**To be done**
Arrange as a numbered list the lines of the listing from the line with "Task: point out each instance of the windshield with" through the end of the listing, leaving out any blank lines.

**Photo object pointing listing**
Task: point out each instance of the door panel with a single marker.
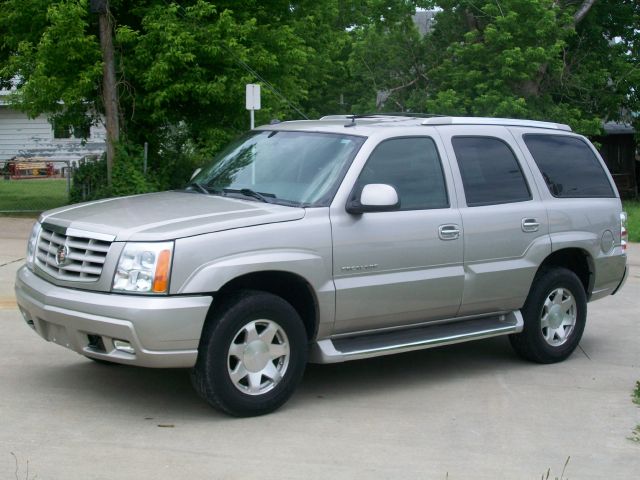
(504, 241)
(404, 266)
(391, 268)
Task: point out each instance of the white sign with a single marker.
(253, 96)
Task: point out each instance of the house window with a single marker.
(63, 129)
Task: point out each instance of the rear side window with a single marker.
(490, 171)
(412, 166)
(569, 166)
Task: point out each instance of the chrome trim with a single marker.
(74, 232)
(325, 351)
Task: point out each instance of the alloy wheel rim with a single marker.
(558, 318)
(258, 357)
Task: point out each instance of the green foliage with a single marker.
(89, 179)
(633, 219)
(32, 195)
(531, 59)
(182, 67)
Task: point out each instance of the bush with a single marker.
(90, 177)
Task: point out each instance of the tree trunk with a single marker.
(109, 91)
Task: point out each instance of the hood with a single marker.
(168, 215)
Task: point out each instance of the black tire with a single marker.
(230, 324)
(557, 341)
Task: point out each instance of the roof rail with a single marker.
(507, 122)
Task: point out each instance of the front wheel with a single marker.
(252, 354)
(554, 317)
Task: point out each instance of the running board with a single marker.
(416, 338)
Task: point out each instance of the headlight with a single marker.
(32, 245)
(144, 268)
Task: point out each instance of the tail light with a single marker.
(624, 234)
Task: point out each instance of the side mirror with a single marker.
(375, 197)
(196, 172)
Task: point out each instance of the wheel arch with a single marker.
(291, 287)
(577, 260)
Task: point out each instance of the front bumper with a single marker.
(163, 332)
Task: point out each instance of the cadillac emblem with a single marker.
(62, 256)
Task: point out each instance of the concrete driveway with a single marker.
(467, 411)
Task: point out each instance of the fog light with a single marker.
(124, 346)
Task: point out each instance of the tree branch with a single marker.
(582, 11)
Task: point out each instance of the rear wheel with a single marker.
(554, 317)
(252, 354)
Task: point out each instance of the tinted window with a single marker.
(412, 166)
(569, 166)
(490, 172)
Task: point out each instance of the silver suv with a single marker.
(334, 240)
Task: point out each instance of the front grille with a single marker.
(84, 257)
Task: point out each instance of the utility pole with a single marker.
(109, 90)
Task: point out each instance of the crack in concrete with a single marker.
(582, 350)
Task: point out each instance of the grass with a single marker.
(633, 222)
(635, 435)
(32, 195)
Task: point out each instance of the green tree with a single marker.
(571, 62)
(182, 66)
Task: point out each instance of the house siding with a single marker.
(25, 137)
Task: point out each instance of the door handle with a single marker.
(530, 225)
(448, 232)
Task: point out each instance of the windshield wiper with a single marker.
(247, 192)
(200, 187)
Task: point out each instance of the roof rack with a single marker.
(507, 122)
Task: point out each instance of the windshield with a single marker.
(290, 168)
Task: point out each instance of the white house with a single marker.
(21, 136)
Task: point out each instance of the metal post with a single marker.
(68, 162)
(146, 153)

**Full output**
1. Task: point out each instance of the windshield with a single marker.
2. (290, 168)
3. Task: point out each instance of the white house with a single marker.
4. (21, 136)
5. Task: point out each instance of the metal post with a single marker.
6. (68, 162)
7. (146, 153)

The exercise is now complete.